* TASK GOAL: Without the images, print all the entries below exactly as given.

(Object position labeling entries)
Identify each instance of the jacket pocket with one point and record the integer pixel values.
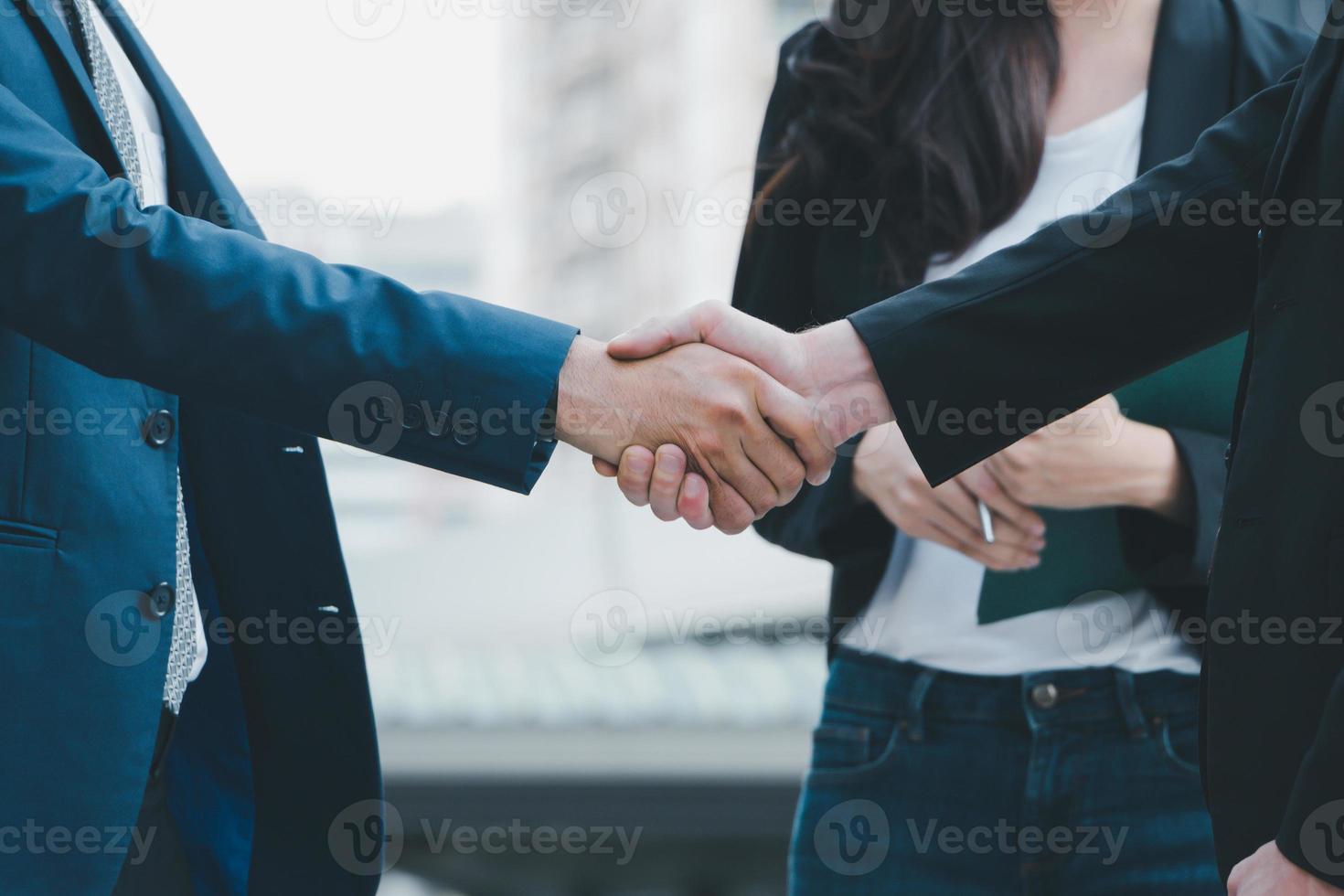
(27, 567)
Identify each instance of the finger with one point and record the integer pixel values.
(953, 496)
(666, 488)
(636, 475)
(714, 323)
(737, 469)
(731, 512)
(998, 557)
(969, 539)
(773, 457)
(983, 484)
(791, 417)
(694, 501)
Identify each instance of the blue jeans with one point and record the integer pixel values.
(1080, 784)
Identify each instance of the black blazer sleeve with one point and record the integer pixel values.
(1085, 305)
(774, 283)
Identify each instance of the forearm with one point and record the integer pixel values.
(1152, 477)
(230, 320)
(977, 361)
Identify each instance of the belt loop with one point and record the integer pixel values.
(1129, 704)
(914, 707)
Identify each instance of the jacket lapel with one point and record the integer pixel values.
(197, 182)
(1191, 78)
(48, 20)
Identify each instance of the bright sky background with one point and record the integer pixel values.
(292, 101)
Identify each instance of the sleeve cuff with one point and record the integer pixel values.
(488, 422)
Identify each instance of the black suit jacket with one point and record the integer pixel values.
(1210, 57)
(1244, 231)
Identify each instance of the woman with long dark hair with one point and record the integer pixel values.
(1012, 707)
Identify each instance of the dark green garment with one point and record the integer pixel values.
(1083, 549)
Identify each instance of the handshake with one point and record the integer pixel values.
(728, 415)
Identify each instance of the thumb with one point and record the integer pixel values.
(663, 334)
(711, 323)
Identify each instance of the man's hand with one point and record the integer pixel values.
(730, 420)
(1267, 873)
(886, 473)
(828, 366)
(1095, 457)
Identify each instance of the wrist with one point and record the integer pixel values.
(1158, 483)
(586, 386)
(843, 382)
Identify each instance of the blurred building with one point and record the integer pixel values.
(655, 119)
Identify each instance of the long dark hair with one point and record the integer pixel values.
(940, 112)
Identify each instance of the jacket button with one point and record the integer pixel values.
(162, 600)
(160, 427)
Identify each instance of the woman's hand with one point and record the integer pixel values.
(886, 473)
(1094, 458)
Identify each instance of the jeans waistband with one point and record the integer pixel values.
(1062, 699)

* SOLVED PROBLEM:
Identify each instance of the jacket pocket with one point and record the integer pixel values.
(27, 567)
Identify each instance of the finger with one point and record the integer pixel values.
(953, 496)
(666, 488)
(636, 475)
(714, 323)
(737, 469)
(731, 512)
(998, 557)
(969, 539)
(773, 457)
(983, 484)
(791, 417)
(694, 501)
Identify each instance of the blue jeans with one point and record the integer pixel values.
(1080, 784)
Identify each instance of the black blazer sleeve with one point and record the integer pixel values.
(1085, 305)
(774, 283)
Identify each instance of the forearm with one point and record the integer pixel values.
(1152, 477)
(230, 320)
(977, 361)
Identify each instance of the belt loop with one point and record the integer pixel values.
(1129, 704)
(914, 707)
Identify each instance of the jacket lapel with one point and record the integer pixel values.
(197, 182)
(1191, 78)
(48, 20)
Identify each instance of the bright sky background with one point and record the integer pixel values.
(292, 101)
Identify each instance of the sleeve cuff with one point and record the integer pixel values.
(488, 422)
Identify each instance of the black suit jacket with one point and record the integer pixel values.
(1210, 57)
(1244, 231)
Identify each instance of the woman with long dark hair with one point and record the integer pixel values.
(1012, 707)
Identify each instance of the dark green garment with one point and record the integer pixel values.
(1083, 549)
Identify each instance of the handshake with one point and record the integer pixel values.
(728, 415)
Identify each instance of the thumb with one point and record the integer pixel values.
(663, 334)
(711, 323)
Identify each instance of the man's hand with one point and record the integer pixel values.
(730, 420)
(1267, 873)
(886, 473)
(828, 366)
(1095, 457)
Identify each instance of the wrist with one point and record the integer pixel values.
(1158, 483)
(586, 386)
(843, 382)
Identify each instance of the blurred building with one point and record the integer pixel values.
(655, 119)
Identify each instance of the long dark hair with one point and record the integer pixel values.
(940, 112)
Identify each instance of the jacket button with one point and record the integer pixel values.
(162, 600)
(160, 427)
Identify each instance of the woman's hand with one point and record the integer pixel values.
(886, 473)
(1094, 458)
Identify each instance of the jeans waistband with one point and record the integer pixel values.
(1062, 699)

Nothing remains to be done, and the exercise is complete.